# [EXERCISE OBJECTIVE]
Type out all the records word for word. Any pictures are to be left out.

A run of records:
◆ ◆ ◆ ◆

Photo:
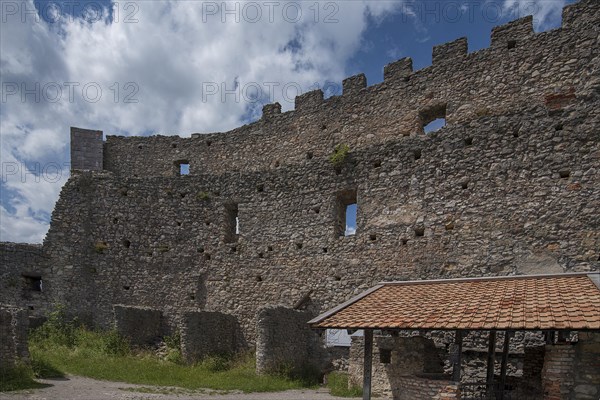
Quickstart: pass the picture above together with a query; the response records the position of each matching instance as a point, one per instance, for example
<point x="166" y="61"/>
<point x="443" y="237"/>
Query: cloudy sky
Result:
<point x="180" y="67"/>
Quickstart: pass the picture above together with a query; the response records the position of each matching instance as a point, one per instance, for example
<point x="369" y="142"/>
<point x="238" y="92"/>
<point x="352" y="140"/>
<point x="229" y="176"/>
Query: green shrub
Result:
<point x="18" y="377"/>
<point x="339" y="155"/>
<point x="338" y="385"/>
<point x="216" y="363"/>
<point x="59" y="329"/>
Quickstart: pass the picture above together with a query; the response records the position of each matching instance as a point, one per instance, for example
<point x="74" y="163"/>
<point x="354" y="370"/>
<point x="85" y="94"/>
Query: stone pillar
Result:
<point x="557" y="374"/>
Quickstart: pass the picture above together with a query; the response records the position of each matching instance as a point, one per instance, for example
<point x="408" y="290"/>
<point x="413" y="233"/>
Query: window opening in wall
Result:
<point x="182" y="167"/>
<point x="32" y="283"/>
<point x="347" y="211"/>
<point x="433" y="118"/>
<point x="232" y="223"/>
<point x="385" y="356"/>
<point x="435" y="125"/>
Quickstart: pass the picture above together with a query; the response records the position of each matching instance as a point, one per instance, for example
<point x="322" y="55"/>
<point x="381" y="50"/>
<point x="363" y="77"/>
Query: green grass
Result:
<point x="146" y="369"/>
<point x="337" y="382"/>
<point x="18" y="378"/>
<point x="61" y="346"/>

◆ ◆ ◆ ◆

# [RESPONSE TO THE EXERCISE]
Photo:
Quickstart: pass the picture above together with a query; the response records the position of each matching instance as a point, one per instance, for example
<point x="166" y="61"/>
<point x="443" y="237"/>
Query: cloudy sky
Result:
<point x="180" y="67"/>
Quickstart: pass the picture above together with a query; the response records the position of each matching instance as a point, one per instance, for example
<point x="369" y="142"/>
<point x="238" y="92"/>
<point x="352" y="140"/>
<point x="229" y="176"/>
Query: green shrub
Result:
<point x="18" y="377"/>
<point x="339" y="155"/>
<point x="338" y="385"/>
<point x="216" y="363"/>
<point x="59" y="329"/>
Quickstart: pass the picture above together with a query; the response records the position of each matching instance as a point, one per instance, for example
<point x="74" y="163"/>
<point x="354" y="370"/>
<point x="85" y="94"/>
Query: stone pillar
Result:
<point x="557" y="374"/>
Quickstart: pass the picture above together with a query; the response records the position of each matching instance as a point, one per instance, for example
<point x="408" y="290"/>
<point x="413" y="233"/>
Query: window opening in wall
Result:
<point x="182" y="167"/>
<point x="32" y="283"/>
<point x="347" y="211"/>
<point x="433" y="118"/>
<point x="232" y="223"/>
<point x="385" y="356"/>
<point x="435" y="125"/>
Quickstart: pass the picture above together with a query; the response records the position of each matching instance as a point, one per instance, for example
<point x="322" y="55"/>
<point x="381" y="50"/>
<point x="363" y="77"/>
Query: green grass
Result:
<point x="146" y="369"/>
<point x="337" y="382"/>
<point x="18" y="378"/>
<point x="61" y="346"/>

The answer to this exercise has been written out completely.